• _Short task_: Copy out the data character for character, starting at its very first line and going on through the line containing "104 102 L 103", with both ends included. Leave the pictures out.
— Start —
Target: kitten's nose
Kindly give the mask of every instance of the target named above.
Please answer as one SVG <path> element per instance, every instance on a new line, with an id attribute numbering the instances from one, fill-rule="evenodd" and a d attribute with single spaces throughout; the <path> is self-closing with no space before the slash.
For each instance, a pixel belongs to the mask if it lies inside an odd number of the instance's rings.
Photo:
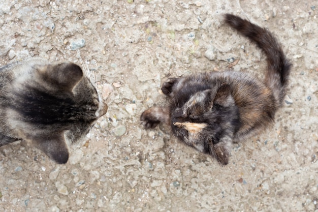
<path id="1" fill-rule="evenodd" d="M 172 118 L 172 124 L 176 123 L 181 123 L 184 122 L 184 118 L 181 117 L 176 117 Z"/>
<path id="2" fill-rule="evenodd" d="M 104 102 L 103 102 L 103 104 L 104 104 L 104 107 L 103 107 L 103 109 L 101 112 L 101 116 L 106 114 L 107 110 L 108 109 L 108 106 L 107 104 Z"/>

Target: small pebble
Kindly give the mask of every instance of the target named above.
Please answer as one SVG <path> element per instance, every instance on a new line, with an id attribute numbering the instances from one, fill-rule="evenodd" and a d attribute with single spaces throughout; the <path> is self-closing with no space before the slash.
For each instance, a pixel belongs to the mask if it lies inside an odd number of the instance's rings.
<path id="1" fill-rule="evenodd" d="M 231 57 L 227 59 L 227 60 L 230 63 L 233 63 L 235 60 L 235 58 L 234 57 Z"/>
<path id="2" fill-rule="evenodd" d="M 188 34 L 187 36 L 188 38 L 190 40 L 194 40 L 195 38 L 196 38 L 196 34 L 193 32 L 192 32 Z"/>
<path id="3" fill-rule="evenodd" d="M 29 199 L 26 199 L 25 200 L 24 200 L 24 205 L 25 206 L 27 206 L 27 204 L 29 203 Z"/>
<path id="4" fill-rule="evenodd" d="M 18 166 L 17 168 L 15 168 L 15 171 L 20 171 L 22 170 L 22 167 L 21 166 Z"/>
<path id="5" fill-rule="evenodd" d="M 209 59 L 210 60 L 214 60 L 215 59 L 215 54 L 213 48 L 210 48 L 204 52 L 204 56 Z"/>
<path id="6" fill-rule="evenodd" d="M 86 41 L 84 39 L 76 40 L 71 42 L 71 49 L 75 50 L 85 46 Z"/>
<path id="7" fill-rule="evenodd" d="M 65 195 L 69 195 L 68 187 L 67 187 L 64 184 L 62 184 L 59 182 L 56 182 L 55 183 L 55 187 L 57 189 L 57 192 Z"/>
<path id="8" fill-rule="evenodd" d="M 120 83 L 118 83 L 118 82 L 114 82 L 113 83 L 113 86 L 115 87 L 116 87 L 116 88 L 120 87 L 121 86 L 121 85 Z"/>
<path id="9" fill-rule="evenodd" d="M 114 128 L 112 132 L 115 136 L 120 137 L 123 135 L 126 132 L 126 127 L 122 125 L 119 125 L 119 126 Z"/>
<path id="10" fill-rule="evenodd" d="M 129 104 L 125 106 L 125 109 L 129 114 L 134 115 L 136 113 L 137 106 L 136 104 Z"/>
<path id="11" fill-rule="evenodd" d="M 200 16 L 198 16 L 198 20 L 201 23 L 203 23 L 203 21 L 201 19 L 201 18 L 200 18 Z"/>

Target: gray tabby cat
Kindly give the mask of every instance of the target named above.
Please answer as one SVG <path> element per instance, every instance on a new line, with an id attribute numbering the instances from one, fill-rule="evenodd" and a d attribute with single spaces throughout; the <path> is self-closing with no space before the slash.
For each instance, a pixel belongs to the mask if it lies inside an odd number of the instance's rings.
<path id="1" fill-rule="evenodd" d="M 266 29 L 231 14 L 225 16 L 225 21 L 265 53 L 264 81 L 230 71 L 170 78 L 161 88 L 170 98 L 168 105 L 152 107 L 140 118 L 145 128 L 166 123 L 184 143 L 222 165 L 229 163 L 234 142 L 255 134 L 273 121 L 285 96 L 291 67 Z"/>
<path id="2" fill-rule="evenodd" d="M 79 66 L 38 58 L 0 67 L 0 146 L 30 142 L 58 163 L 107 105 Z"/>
— End —
• _Task result_:
Target: kitten's nose
Kindly give the mask of every instance of the target named above.
Please answer as one SVG <path> element per instance, every instance on a new line, with an id attribute numbering the instances from one, fill-rule="evenodd" and a d attribute with single spaces throughout; the <path> is self-closing with no space before the slash.
For each instance, a pixel belongs to the mask if it lies inside an odd number of the instance's rings.
Photo:
<path id="1" fill-rule="evenodd" d="M 172 118 L 172 124 L 176 123 L 181 123 L 184 122 L 184 118 L 181 117 L 176 117 Z"/>
<path id="2" fill-rule="evenodd" d="M 104 102 L 103 102 L 103 104 L 104 104 L 104 107 L 103 107 L 103 109 L 101 112 L 101 116 L 106 114 L 107 110 L 108 109 L 108 106 L 107 104 Z"/>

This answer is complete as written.